Segment Open
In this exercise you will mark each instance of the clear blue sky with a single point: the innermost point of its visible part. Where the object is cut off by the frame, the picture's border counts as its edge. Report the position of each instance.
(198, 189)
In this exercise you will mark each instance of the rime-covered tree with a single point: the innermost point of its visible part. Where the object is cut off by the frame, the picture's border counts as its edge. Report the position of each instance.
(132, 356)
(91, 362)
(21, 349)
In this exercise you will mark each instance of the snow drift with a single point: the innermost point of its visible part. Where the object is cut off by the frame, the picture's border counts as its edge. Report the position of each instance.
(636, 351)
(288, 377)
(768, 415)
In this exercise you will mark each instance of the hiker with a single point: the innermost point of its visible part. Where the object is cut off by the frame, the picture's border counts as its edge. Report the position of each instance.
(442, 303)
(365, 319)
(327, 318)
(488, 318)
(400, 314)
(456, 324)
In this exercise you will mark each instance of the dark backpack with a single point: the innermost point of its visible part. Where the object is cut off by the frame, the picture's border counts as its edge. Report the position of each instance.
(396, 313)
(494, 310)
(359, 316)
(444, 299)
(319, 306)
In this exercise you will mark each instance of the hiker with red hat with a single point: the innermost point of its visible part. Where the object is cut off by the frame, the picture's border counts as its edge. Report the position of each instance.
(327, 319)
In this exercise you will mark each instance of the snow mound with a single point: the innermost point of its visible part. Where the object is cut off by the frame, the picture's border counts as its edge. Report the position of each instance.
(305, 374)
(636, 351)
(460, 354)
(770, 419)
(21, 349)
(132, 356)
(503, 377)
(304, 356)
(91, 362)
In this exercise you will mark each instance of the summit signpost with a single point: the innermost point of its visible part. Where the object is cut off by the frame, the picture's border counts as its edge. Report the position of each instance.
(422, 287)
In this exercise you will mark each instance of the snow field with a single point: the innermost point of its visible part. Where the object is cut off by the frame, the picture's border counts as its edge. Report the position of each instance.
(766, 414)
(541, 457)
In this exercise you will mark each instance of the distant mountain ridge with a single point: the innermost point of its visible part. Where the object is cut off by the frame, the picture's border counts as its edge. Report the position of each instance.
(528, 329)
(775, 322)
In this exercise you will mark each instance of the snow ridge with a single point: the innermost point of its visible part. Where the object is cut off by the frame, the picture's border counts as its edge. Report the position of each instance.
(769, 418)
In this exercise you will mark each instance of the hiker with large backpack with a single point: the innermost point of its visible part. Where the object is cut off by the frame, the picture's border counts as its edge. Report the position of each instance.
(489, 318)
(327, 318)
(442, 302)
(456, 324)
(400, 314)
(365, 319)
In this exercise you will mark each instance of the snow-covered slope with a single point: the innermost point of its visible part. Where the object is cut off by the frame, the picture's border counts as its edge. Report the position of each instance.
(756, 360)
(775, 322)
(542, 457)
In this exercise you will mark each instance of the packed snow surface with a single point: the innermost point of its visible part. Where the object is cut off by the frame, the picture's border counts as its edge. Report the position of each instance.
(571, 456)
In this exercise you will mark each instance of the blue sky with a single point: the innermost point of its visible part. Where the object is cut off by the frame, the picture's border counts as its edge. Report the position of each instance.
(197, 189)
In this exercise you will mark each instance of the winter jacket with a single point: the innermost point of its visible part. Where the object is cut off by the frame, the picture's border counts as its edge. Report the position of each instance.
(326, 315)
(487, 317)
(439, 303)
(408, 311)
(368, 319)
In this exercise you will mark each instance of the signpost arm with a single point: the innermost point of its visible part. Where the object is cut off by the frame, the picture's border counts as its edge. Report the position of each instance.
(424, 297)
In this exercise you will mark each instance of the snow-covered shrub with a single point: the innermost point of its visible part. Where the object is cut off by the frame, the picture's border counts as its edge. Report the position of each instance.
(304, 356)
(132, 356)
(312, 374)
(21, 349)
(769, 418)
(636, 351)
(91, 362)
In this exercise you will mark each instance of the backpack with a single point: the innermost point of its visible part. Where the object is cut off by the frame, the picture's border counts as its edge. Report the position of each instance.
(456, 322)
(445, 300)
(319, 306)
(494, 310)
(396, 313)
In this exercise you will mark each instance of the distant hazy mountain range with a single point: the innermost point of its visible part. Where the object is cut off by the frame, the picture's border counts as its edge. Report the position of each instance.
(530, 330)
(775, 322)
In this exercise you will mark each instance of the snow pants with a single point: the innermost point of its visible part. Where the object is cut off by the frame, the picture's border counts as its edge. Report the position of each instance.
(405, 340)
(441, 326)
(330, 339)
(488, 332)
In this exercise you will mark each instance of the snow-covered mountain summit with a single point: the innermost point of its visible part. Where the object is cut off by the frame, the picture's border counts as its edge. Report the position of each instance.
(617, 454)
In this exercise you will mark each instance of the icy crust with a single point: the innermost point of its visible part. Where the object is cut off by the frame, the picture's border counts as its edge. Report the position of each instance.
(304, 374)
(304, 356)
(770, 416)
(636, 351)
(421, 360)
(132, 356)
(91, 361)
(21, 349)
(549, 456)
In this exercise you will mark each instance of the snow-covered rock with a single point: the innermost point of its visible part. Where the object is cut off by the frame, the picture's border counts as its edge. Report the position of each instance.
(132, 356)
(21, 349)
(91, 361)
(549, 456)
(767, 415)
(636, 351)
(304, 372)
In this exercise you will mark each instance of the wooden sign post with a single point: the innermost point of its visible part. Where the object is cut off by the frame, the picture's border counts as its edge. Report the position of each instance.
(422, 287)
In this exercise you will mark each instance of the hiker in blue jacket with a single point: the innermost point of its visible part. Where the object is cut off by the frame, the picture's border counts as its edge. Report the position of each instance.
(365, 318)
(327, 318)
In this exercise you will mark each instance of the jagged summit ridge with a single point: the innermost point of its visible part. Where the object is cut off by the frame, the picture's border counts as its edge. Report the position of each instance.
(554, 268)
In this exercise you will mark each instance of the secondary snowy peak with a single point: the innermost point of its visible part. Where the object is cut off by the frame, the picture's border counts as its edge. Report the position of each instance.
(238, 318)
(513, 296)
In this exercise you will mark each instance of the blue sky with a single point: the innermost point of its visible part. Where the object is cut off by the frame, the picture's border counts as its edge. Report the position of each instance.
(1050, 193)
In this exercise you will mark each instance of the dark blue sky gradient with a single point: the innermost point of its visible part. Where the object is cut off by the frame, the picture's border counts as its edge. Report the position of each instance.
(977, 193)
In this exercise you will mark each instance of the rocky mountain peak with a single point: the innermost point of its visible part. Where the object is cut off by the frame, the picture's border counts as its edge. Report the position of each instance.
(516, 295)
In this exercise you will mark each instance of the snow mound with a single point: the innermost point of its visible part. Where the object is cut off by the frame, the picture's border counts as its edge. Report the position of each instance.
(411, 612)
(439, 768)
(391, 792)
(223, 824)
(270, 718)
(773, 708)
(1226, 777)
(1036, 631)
Segment Closed
◆ Task description
Copy the records above exactly.

◆ Exercise solution
In this exercise you will mark each instance of the clear blue sky with a single point: the innermost point of its visible part. Where the object is cut off by the frame, the picture's border counts as its edge. Report the position of each instance.
(198, 189)
In this exercise you will mark each instance of the rime-covered tree with a single point: the innermost point of its visible part. Where the object is cut off by the frame, the picture's border counts as its edge. Report the position of each instance.
(132, 356)
(91, 362)
(21, 349)
In this exercise you will mark each instance of the snow drift with a single point: the innermost point of its visible part. Where the object is cut off by the frame, the picture's border counts as its edge. Report the position of each instance.
(636, 351)
(288, 377)
(768, 415)
In this exercise you will mark each instance of the hiker with a single point: the innermost point of its visible part. Where the object is cut off by the frame, the picture's border counts as its edge. Report the position of each instance.
(442, 303)
(365, 319)
(327, 318)
(488, 318)
(400, 314)
(456, 324)
In this exercise you will mark each instance of the dark backpack with a single point: the innermost point of its visible part. Where the object is cut off by the frame, the picture's border counts as its edge. Report the position of each instance.
(396, 313)
(494, 310)
(359, 316)
(444, 299)
(319, 306)
In this exercise you will mark each instance of the hiker with red hat with a single point: the innermost point of its visible part. Where the object is cut off by the frame, the picture's border counts as its edge. Report the position of each instance.
(327, 319)
In this exercise you will mark each instance of the snow mound with a single point: the innermost point of its visible part. Where the object is cut off by the frame, the picture's border counts as its edge. Report the position of each instance.
(305, 374)
(636, 351)
(460, 354)
(770, 419)
(21, 349)
(132, 356)
(503, 377)
(304, 356)
(91, 362)
In this exercise you will mark each instance of the summit signpost with a single point: the innermost point of its visible part. Where the object is cut off by the frame, the picture's border counts as its edge. Report the position of each instance.
(422, 287)
In this exercise you will mark each instance of the snow field with a single point: the innermost point of its visible part. Where the object is cut off by the frame, the picture's border counts as its edge. Report the position of each instance.
(766, 414)
(541, 457)
In this exercise you will mark each instance of the distant mountain ridge with a single point: the innermost point of its visible part. Where the object is cut off by the frame, the picture's border counts as its edge. Report the position of each instance.
(528, 329)
(775, 322)
In this exercise you will mark each instance of the snow ridge with a single point: the innermost point of its visible part. Where the object is cut off by the frame, the picture's border counts as its edge. Report the position of each instance.
(769, 418)
In this exercise you will mark each instance of the hiker with large backpack with a single point: the innermost point of its visible part. Where the object is cut off by the frame, the picture's border counts as its edge. Report the position of each instance.
(489, 318)
(327, 318)
(442, 302)
(456, 324)
(400, 314)
(365, 319)
In this exercise you will mark each instance of the snow-covered slope with a single point: the innermost point of its visible part. Where the object is cut off by the frame, the picture's border counts as its edge. Report the position of each instance.
(756, 360)
(775, 322)
(542, 457)
In this exercise you will mark each instance of the packed snow surface with a single point: the innermost point of its visible part. Where the object is cut off by the frame, the picture's border counts as its edge. Report the position of each instance.
(571, 456)
In this exercise you will mark each instance of the blue sky with a single point: the innermost point of its visible part. Where the object is cut off by the frame, the picture's border counts as its edge. Report the position of each instance.
(197, 189)
In this exercise you will mark each instance of the winter jacket with a single point: the innermost point of its visible part. Where the object is cut off by the frame, the picture's border counts as its edge. Report the position of each instance.
(326, 315)
(487, 317)
(439, 303)
(408, 311)
(368, 319)
In this exercise you will mark each instance of the signpost arm with a single point: the innermost point of its visible part. Where the object is cut off by the frame, the picture's border counts as its edge. Report the position of each instance.
(424, 297)
In this exercise you will mark each instance of the snow-covered shrub with a single point: the innermost point of its visible part. Where the object is cut off by the frame, the picture's border counts as its edge. Report the position of each instance.
(304, 356)
(132, 356)
(312, 374)
(21, 349)
(769, 418)
(636, 351)
(91, 362)
In this exercise you will mark each instance of the backpack with a single point: the innermost point of its visible part. Where the object is cut off by the frame, the picture's border counts as its edge. Report the position of each instance.
(456, 322)
(445, 300)
(319, 306)
(494, 310)
(396, 313)
In this exercise you will mark each instance of the distant hazy mountain range with a single point: the innermost point of its visible part. Where the object is cut off by the frame, the picture's border counts as its edge. Report the position of each instance.
(530, 330)
(775, 322)
In this exercise you will mark each instance of the snow pants with a single point: the innermost point of its visible part. Where the object is cut off by the frame, the picture's border counts as its edge. Report the position of each instance.
(405, 340)
(441, 326)
(330, 339)
(488, 332)
In this exercise you will mark each instance of the snow-covered mountain summit with a single point: the innermost point of its visible part. Where the object is cut off by the frame, the picture's border counts as its edge. Report the position of each instance.
(617, 454)
In this exercise you will mark each instance of the icy crust with a single point: the innermost point of its visible part. Where the object is cut off by the frame, the picture's border counts as its edge. Report the position of each instance.
(304, 374)
(304, 356)
(770, 416)
(636, 351)
(421, 360)
(132, 356)
(91, 361)
(21, 349)
(549, 456)
In this exercise you will mark each instance of the snow-covered rock with a single point: the innermost point of its visible part. Where the object is cut off by the frame, the picture's border counts as its edge. Report the position of each instance.
(132, 356)
(21, 349)
(91, 361)
(549, 456)
(767, 415)
(636, 351)
(304, 372)
In this exercise you will mark each instance of the wooden sign post with a single point: the innermost point of its visible part. Where the object is cut off by the frame, the picture's border counts as its edge. Report the position of each instance.
(422, 287)
In this exercise you will mark each instance of the hiker in blue jacket with a single point: the innermost point of its visible part. Where the object is cut off by the frame, the picture's border counts as its edge. Report the position of each instance.
(365, 318)
(327, 318)
In this exercise you will mark each instance of the jagged summit ridge with a single point: the innermost point of its visible part. Where the object is cut off by the frame, the picture's border counts as its edge. Report the position of each instance.
(554, 268)
In this exercise you will mark each instance of the secondary snowy peak with a single point: the innermost point of its visible part. Where the object is cut off by the frame, the picture's border counts as its edge. Report the position of each instance.
(238, 318)
(513, 296)
In this exercise you will mark each instance of the blue sky with a single point: the innermost point of its visible part. Where the object is cut off by the frame, the picture's border counts as its edge. Report the position of each instance.
(1050, 193)
In this exercise you will mark each instance of the dark blue sky gradient with a single point: the innermost point of its visible part. Where the object is cut off by the frame, the picture's border counts as its edge. Report the position of each instance.
(977, 193)
In this exercise you will mark each instance of the rocky mountain peak with a single point: the innermost point of its visible part. Where the object is cut off by the frame, the picture's border counts as its edge. Report the position of each instance.
(516, 295)
In this exercise you will mark each instance of the snow mound with a single point: the innermost point of its visible part. Where the object is cut off by the frame, the picture's border counts as its edge. Report the position of each instance.
(411, 612)
(439, 768)
(391, 792)
(223, 824)
(270, 718)
(773, 708)
(1226, 777)
(1036, 631)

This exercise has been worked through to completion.